▸ Exercise prompt
Copy the listing verbatim, excluding any images found in it.

** Begin **

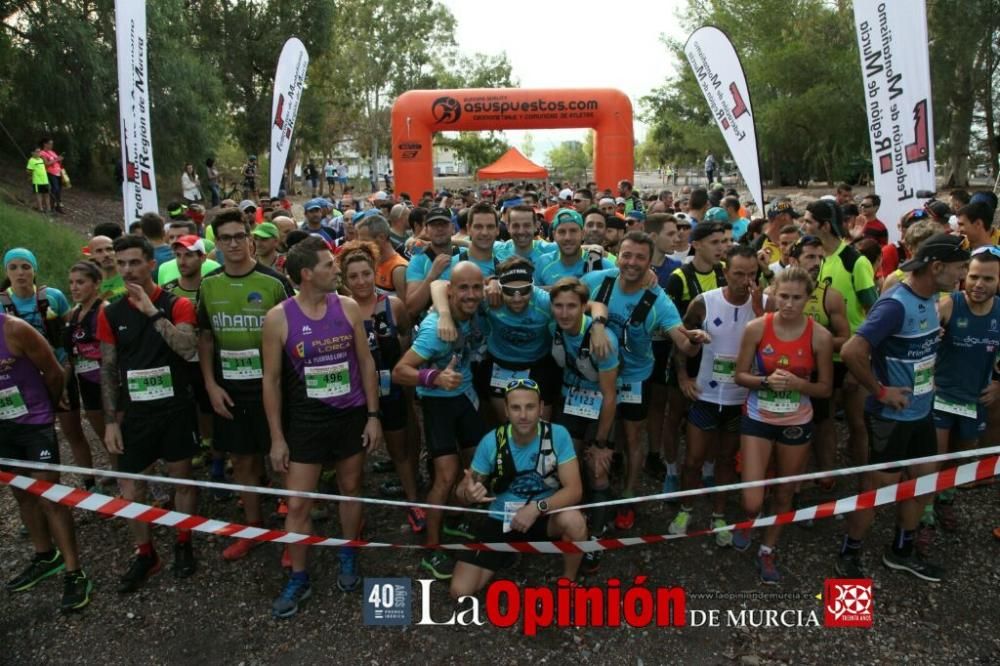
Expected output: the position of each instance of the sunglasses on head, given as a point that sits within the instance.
(524, 291)
(529, 384)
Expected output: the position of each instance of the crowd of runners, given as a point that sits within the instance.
(527, 348)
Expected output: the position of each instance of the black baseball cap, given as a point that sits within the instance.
(939, 247)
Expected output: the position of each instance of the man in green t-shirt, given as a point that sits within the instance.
(850, 273)
(231, 310)
(39, 180)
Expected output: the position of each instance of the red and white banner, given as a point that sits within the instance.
(892, 42)
(139, 186)
(289, 81)
(720, 75)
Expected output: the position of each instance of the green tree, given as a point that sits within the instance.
(568, 160)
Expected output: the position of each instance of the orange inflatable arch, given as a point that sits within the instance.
(418, 114)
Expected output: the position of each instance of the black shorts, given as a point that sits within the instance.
(546, 372)
(85, 393)
(337, 438)
(839, 374)
(491, 531)
(788, 435)
(28, 442)
(633, 411)
(247, 434)
(393, 413)
(892, 441)
(450, 424)
(710, 417)
(662, 351)
(172, 437)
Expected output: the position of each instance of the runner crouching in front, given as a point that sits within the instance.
(319, 372)
(147, 339)
(442, 373)
(525, 469)
(779, 354)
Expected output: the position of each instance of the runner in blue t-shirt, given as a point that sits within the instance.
(526, 469)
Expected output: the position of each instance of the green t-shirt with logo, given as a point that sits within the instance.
(233, 308)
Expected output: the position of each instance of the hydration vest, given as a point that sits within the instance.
(547, 465)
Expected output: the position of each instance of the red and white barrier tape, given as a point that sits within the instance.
(81, 499)
(280, 492)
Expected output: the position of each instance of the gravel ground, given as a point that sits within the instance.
(221, 615)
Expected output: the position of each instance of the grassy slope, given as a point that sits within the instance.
(55, 245)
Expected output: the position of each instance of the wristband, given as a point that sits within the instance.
(427, 377)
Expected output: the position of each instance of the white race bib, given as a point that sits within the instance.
(85, 365)
(923, 376)
(630, 393)
(152, 384)
(967, 409)
(327, 381)
(241, 365)
(583, 402)
(502, 376)
(11, 404)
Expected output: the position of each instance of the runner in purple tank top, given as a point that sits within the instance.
(320, 375)
(30, 380)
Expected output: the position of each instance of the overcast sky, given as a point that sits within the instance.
(604, 44)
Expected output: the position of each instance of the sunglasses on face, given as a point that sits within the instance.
(524, 291)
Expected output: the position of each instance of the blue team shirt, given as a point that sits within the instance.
(438, 353)
(572, 343)
(902, 329)
(523, 337)
(637, 360)
(528, 483)
(553, 268)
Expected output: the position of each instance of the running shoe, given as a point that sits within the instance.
(680, 522)
(654, 466)
(296, 591)
(439, 564)
(913, 564)
(742, 540)
(768, 571)
(946, 516)
(671, 484)
(76, 591)
(417, 518)
(184, 563)
(383, 466)
(239, 549)
(142, 567)
(37, 570)
(723, 539)
(348, 578)
(625, 518)
(461, 529)
(391, 489)
(849, 566)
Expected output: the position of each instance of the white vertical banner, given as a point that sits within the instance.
(289, 80)
(720, 75)
(892, 41)
(139, 186)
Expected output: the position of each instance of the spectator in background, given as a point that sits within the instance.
(53, 167)
(190, 184)
(212, 175)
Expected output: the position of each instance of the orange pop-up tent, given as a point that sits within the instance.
(513, 165)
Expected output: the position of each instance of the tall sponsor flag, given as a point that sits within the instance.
(720, 75)
(288, 83)
(139, 186)
(892, 41)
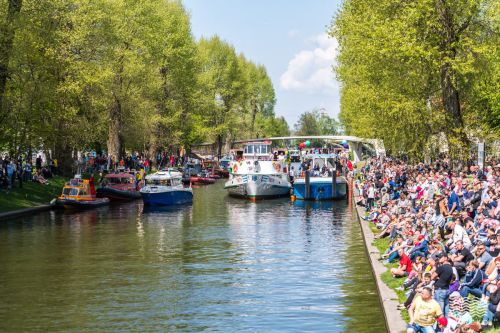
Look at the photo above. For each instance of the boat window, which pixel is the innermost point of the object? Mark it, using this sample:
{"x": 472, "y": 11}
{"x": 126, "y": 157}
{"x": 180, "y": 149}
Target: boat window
{"x": 331, "y": 162}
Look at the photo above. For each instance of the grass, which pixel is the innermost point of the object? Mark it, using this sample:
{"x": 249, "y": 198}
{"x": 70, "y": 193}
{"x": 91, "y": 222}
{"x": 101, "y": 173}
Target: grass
{"x": 31, "y": 195}
{"x": 382, "y": 244}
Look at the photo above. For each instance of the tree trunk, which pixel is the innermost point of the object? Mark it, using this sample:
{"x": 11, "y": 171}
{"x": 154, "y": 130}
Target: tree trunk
{"x": 229, "y": 142}
{"x": 254, "y": 115}
{"x": 7, "y": 34}
{"x": 219, "y": 146}
{"x": 115, "y": 126}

** End **

▸ Written solution
Expected output: the position of each instance of the sunglasses on head, given as a point that sits within the instance.
(524, 291)
(529, 384)
Expected output: the position of each instance of the crowd of runners, given as a point that sits within the instance.
(527, 348)
Expected output: the position of each instance of the black baseball cap, given as a point that sits within the instance.
(939, 247)
Expected output: the position of each instance of the man in green t-shirt, given as a point that sits within the instance.
(850, 273)
(231, 310)
(39, 180)
Expected output: the position of each instance of the red and white banner, given as a point that sits within the instance.
(892, 42)
(139, 186)
(289, 81)
(720, 75)
Expected output: the position of each instance of the green tree, given as a point that sits within the instance.
(568, 160)
Expected output: the position of each instance of the orange inflatable arch, given as a point that sits within the instance.
(418, 114)
Expected output: the position of each instance of the black shorts, given as a point that sits within the instance.
(546, 372)
(85, 393)
(337, 438)
(839, 374)
(491, 531)
(788, 435)
(28, 442)
(633, 411)
(247, 434)
(393, 413)
(892, 441)
(450, 424)
(710, 417)
(662, 351)
(172, 437)
Expected output: the position of each instance of the runner crouching in front, given as a point that sits within the instance.
(319, 372)
(147, 339)
(442, 373)
(525, 469)
(779, 354)
Expected output: the position of each instance of the runner in blue t-shirt, given as a point that sits within the instance.
(526, 469)
Expected output: the position of each instance of the green t-shirt with logo, given as a point that sits within the instance.
(233, 308)
Expected output: the position of each instance of the hydration vest, given as a point that sits within the instance.
(547, 465)
Expected output: the position of each instance of the red and white barrier tape, given as a point that sits within the instance.
(81, 499)
(280, 492)
Expected output: the position of each instance of the gravel ground, given as a point that sits within the instance.
(221, 615)
Expected output: the position of each instance of the grassy slope, given as a point that sits within the instance.
(55, 245)
Expected output: the position of each instance of the wristband, given as a point that sits within the instance.
(427, 377)
Expected output: the position of each instance of the white race bib, given as a point that sits within the instance.
(85, 365)
(923, 376)
(630, 393)
(152, 384)
(967, 409)
(327, 381)
(241, 365)
(583, 402)
(502, 376)
(11, 404)
Expected output: the position of each instance of the runner in purple tank top, given as a point that sits within the instance.
(320, 375)
(30, 380)
Expected output: the position of each instance of the overcast sky, given as a point that sits within the instance.
(604, 44)
Expected output: the position of each instance of the sunglasses on face, given as a point that sits within the instance.
(524, 291)
Expected output: the position of each instance of the blue team shirt, given as a point that sits within the instance.
(438, 353)
(572, 343)
(902, 329)
(523, 337)
(637, 360)
(528, 483)
(553, 268)
Expected output: the position of each instance of the running shoe, given as a point that sits within the instance.
(680, 522)
(654, 466)
(296, 591)
(439, 564)
(913, 564)
(742, 540)
(768, 571)
(946, 516)
(671, 484)
(76, 591)
(417, 518)
(184, 563)
(383, 466)
(239, 549)
(142, 567)
(37, 570)
(723, 539)
(348, 578)
(625, 518)
(461, 529)
(391, 489)
(849, 566)
Expected output: the position of each instance of the white vertical banner, given as a point that sits within the instance.
(289, 80)
(720, 75)
(892, 41)
(139, 186)
Expected output: the position of each instance of the spectator in background, given as a point that sits within the instance.
(53, 167)
(190, 184)
(212, 175)
Expected output: the position of each instance of the orange pop-up tent, given as a point that sits within the instance.
(513, 165)
Expected output: the position of each instance of the tall sponsor flag, given as a point that sits within the instance.
(720, 75)
(288, 83)
(139, 186)
(892, 41)
Look at the photo above. For each instance of the boat window, which pixel is the innermost point of the object? Mark it, using this sample:
{"x": 472, "y": 11}
{"x": 126, "y": 157}
{"x": 180, "y": 149}
Target: boat window
{"x": 331, "y": 162}
Look at the photo above. For each instance of the grass, which pixel is the innermost point of the object? Mark it, using this sample:
{"x": 249, "y": 198}
{"x": 70, "y": 193}
{"x": 91, "y": 222}
{"x": 101, "y": 173}
Target: grass
{"x": 31, "y": 195}
{"x": 382, "y": 244}
Look at the photo above. For each instance of the tree trunk, which pixel is the innermost point of the object? Mark it, using this sample:
{"x": 11, "y": 171}
{"x": 154, "y": 130}
Target: tree trunk
{"x": 229, "y": 142}
{"x": 254, "y": 115}
{"x": 7, "y": 34}
{"x": 219, "y": 146}
{"x": 115, "y": 126}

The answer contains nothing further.